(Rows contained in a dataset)
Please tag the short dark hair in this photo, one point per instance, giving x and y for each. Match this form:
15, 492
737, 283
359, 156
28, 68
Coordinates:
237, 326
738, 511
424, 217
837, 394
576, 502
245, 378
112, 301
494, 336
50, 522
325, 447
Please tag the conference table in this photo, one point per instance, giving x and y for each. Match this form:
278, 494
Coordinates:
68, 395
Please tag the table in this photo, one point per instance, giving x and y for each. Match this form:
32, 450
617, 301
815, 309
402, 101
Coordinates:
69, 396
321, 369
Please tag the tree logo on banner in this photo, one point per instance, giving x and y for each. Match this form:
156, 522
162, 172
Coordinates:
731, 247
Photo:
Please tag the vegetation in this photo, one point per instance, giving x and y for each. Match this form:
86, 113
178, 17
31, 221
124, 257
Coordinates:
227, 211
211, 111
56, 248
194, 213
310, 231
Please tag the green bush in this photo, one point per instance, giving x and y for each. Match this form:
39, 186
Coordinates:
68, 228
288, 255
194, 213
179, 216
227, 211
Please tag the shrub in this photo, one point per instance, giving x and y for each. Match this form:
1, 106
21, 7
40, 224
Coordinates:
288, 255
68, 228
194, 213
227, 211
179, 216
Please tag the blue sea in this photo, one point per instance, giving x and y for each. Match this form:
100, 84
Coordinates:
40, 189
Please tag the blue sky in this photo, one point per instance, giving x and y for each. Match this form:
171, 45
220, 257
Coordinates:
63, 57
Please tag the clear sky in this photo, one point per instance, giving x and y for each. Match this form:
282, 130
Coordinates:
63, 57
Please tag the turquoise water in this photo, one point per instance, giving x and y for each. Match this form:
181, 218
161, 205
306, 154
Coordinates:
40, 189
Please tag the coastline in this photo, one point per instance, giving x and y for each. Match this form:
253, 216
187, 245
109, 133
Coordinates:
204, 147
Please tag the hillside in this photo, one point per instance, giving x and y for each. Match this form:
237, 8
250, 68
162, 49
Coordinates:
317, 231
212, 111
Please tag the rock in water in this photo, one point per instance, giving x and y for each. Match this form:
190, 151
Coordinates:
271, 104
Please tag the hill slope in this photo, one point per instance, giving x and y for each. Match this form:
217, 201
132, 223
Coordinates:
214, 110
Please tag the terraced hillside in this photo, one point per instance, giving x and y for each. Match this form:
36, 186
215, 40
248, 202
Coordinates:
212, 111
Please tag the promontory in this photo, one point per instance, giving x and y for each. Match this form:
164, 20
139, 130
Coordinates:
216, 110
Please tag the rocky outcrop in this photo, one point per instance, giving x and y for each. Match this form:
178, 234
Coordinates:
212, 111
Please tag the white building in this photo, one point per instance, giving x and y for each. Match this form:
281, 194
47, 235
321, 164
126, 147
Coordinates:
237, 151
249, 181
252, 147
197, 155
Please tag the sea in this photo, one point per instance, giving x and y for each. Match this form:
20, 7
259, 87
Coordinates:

--- TASK TO COMPLETE ---
Reproduce all of the rows above word for word, changing nothing.

--- WORKED ANSWER ---
Please tag the short dark hair in this photo, one point per instance, giving x and y for each. Match this form:
15, 492
737, 283
359, 156
28, 68
Coordinates:
237, 326
738, 511
424, 217
837, 394
576, 502
245, 378
112, 301
494, 336
50, 522
325, 447
Please tag the conference table in this photo, one point per instance, giving x and y for each. Match this form:
278, 494
Coordinates:
68, 395
Please tag the table in this photo, one point per instance, giving x and y for each. Match this form:
32, 450
617, 301
815, 309
402, 101
Coordinates:
69, 396
321, 369
Please tag the tree logo on banner in this photo, one point per instance, giving x and y for each. Match this form:
156, 522
162, 172
Coordinates:
731, 247
Photo:
Please tag the vegetation in this photo, one point per instance, giving x and y for each. Match this form:
86, 113
178, 17
31, 221
124, 257
Coordinates:
227, 211
211, 111
56, 248
194, 213
310, 231
Please tag the green bush in this photo, one point per instance, giving x and y for each. Match this form:
39, 186
Coordinates:
68, 228
288, 255
194, 213
179, 216
227, 211
Please tag the shrub in this photo, one point per instance, giving x and y for each. Match this form:
1, 106
21, 7
40, 224
Coordinates:
288, 255
68, 228
194, 213
227, 211
179, 216
Please tag the blue sea in this photo, one point per instance, giving x and y for each. Match this form:
100, 84
Coordinates:
40, 189
Please tag the blue sky in this photo, one point per instance, giving x and y for each. Match this form:
171, 45
220, 257
Coordinates:
63, 57
Please tag the clear sky in this photo, one point per instance, giving x and y for each. Match this form:
282, 130
Coordinates:
63, 57
Please tag the turquoise water in this photo, one point per instance, giving x and y for each. Match this form:
181, 218
161, 205
306, 154
Coordinates:
40, 189
Please tag the coastline in this photo, one point per instance, giving x and y for each. Match this form:
253, 216
187, 245
109, 133
Coordinates:
204, 147
Please tag the hillside in this photo, one point per instance, giving x and y for each. Match this form:
237, 8
250, 68
162, 49
Coordinates:
317, 231
212, 111
Please tag the rock in water in this photo, one point per instance, giving x and y for each. Match this form:
190, 151
Coordinates:
271, 104
Please tag the hill slope in this photo, one point per instance, giving x and y for each. Match this form:
217, 201
132, 223
Coordinates:
214, 110
Please tag the terraced hillside in this photo, one point per instance, giving x and y for each. Match this form:
36, 186
215, 40
248, 202
Coordinates:
212, 111
Please tag the promontory in this photo, one point per instance, giving x and y for each. Match this form:
164, 20
139, 130
Coordinates:
216, 110
Please tag the rocky outcrop in this photo, one point per instance, giving x and y for each. Match this form:
178, 234
Coordinates:
212, 111
Please tag the white building in this photo, one point per instance, giving x and y for each. Match this form:
281, 194
47, 235
321, 164
126, 147
Coordinates:
237, 151
249, 181
252, 147
197, 155
Please tag the sea in this photo, one point per instance, giving x and y for each. Match this form:
20, 7
259, 87
Coordinates:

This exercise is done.